* [Task statement]:
Pull out every line of the entries below that contains the word "wooden", matching case exactly.
********************
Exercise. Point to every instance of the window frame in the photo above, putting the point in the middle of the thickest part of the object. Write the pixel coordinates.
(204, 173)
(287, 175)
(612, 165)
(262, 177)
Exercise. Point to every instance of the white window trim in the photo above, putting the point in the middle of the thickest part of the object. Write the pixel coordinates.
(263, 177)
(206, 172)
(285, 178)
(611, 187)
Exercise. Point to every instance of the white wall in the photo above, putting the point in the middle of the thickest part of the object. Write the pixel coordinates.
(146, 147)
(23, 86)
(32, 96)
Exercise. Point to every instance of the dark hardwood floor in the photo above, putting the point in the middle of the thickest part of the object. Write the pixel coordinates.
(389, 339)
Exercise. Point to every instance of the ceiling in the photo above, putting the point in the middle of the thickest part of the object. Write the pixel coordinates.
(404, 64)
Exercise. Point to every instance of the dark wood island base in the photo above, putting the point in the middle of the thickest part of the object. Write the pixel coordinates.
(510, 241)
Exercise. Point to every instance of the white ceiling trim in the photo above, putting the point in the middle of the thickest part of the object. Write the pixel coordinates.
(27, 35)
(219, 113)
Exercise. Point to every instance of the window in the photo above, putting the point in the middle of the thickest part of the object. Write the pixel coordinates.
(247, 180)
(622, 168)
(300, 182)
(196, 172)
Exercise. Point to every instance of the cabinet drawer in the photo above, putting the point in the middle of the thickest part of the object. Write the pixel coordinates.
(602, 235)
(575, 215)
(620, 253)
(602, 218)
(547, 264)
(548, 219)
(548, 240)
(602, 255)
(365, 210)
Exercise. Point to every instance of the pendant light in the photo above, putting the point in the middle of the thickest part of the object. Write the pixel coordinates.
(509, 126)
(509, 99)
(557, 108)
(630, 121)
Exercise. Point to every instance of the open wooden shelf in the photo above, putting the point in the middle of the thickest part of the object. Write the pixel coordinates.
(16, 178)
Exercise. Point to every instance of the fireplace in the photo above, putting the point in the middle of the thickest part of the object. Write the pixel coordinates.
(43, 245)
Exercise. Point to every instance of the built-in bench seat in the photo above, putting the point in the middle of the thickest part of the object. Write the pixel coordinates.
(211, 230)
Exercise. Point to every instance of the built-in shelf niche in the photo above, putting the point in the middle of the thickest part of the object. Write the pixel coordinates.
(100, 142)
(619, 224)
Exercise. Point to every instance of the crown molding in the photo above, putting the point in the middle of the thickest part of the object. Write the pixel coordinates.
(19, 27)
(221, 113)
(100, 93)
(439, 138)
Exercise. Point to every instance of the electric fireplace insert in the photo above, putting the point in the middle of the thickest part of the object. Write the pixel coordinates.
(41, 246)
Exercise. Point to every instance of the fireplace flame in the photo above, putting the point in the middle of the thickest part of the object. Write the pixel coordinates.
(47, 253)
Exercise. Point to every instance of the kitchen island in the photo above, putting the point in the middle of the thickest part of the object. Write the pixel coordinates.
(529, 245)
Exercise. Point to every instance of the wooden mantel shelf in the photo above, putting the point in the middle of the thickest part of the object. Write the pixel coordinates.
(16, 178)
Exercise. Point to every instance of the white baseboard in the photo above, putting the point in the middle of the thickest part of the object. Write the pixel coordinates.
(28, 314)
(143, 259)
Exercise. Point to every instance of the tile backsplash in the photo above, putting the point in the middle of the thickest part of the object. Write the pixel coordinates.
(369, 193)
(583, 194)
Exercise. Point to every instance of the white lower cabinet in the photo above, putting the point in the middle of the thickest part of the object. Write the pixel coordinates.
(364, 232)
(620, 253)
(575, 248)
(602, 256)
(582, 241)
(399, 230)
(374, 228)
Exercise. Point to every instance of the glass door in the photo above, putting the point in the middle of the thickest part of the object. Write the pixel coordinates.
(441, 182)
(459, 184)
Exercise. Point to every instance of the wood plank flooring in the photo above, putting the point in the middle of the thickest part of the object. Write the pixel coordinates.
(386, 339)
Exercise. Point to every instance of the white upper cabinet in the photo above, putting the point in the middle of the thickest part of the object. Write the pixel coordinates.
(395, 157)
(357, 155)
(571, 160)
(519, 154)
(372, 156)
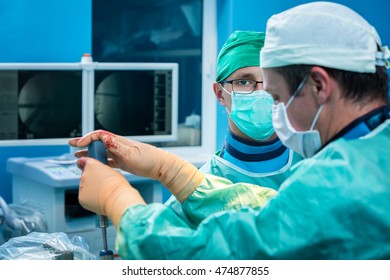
********************
* [Output of the exercise]:
Exercise. Point to every instance of the open wooden shelf in the photo above, putting the point in the middle of the thickest part of the object. Write the pixel coordinates.
Exercise. Point to every instance of the wooden mantel shelf in the photo above, putting the point in the middle of the thickest part of the object. Write the pixel coordinates.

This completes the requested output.